COMPITO DA SVOLGERE - Trascrivi alla lettera tutto ciò che va dalla riga contenente "Indicate the chopped" fino al termine delle voci riportate sotto, estremi compresi.

VOCI DISPONIBILI -
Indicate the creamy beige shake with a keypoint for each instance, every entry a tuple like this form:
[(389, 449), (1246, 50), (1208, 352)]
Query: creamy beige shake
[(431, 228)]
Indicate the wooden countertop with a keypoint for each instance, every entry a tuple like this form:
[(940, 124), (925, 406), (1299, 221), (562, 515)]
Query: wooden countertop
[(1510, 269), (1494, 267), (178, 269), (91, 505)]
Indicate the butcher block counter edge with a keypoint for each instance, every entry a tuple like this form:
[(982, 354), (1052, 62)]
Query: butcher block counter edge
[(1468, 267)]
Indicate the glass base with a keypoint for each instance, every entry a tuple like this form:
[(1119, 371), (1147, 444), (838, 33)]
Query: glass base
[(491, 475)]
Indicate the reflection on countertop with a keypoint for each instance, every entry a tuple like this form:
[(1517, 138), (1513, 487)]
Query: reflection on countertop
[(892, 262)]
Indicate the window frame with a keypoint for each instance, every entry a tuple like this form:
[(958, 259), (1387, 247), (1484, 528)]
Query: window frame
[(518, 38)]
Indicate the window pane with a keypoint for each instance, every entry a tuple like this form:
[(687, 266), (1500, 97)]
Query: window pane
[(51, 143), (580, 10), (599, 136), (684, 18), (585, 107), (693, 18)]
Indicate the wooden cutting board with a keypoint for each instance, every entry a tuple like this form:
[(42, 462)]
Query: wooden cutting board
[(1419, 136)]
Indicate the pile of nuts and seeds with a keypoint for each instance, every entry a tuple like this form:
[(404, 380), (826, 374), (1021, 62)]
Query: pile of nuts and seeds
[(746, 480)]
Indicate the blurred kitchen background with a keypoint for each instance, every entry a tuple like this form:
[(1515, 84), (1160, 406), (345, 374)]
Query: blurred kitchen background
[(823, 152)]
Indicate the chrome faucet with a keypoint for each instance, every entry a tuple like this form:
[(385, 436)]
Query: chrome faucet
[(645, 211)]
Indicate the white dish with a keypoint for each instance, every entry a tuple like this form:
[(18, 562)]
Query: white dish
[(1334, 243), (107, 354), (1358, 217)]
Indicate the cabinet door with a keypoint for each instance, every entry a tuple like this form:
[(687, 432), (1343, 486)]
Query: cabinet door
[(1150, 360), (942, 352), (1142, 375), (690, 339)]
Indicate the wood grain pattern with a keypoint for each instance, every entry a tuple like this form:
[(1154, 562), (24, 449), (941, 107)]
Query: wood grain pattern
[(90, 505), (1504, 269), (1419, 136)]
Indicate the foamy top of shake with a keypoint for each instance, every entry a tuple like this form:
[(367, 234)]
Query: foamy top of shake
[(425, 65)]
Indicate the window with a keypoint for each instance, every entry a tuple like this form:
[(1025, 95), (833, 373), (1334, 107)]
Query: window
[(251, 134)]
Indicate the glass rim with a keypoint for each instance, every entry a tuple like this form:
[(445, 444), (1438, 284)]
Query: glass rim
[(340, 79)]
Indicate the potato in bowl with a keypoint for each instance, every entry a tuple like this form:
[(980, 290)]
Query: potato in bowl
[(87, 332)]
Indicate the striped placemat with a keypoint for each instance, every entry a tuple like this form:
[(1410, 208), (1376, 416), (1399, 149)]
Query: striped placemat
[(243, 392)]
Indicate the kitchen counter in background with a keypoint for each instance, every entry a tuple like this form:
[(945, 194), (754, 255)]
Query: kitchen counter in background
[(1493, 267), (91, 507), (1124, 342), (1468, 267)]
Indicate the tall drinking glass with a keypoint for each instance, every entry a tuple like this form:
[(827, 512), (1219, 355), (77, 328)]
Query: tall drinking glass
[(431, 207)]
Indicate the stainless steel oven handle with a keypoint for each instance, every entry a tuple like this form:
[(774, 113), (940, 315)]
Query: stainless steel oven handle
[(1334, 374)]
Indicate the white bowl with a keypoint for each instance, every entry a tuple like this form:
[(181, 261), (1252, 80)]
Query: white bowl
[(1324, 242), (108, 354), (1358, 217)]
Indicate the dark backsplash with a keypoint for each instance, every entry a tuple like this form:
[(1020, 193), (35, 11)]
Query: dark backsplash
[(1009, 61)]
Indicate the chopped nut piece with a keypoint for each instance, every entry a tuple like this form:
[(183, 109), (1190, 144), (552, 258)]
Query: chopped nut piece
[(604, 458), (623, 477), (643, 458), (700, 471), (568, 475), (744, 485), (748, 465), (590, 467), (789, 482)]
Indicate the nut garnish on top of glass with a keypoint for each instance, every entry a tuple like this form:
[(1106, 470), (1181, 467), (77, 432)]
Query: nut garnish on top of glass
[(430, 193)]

RISPOSTA AL COMPITO -
Indicate the chopped nut piece with a keypoint for each instance, every entry a tuple like this form:
[(183, 109), (1190, 144), (552, 258)]
Query: chopped nut piece
[(604, 458), (623, 477), (643, 458), (700, 471), (568, 475), (744, 485), (748, 465), (590, 467), (789, 482)]
Indicate the nut garnish on top of glass with a keypoint for each instance, every entry a tuple like this form:
[(1106, 470), (1181, 467), (77, 432)]
Query: nut garnish on top of glass
[(430, 193)]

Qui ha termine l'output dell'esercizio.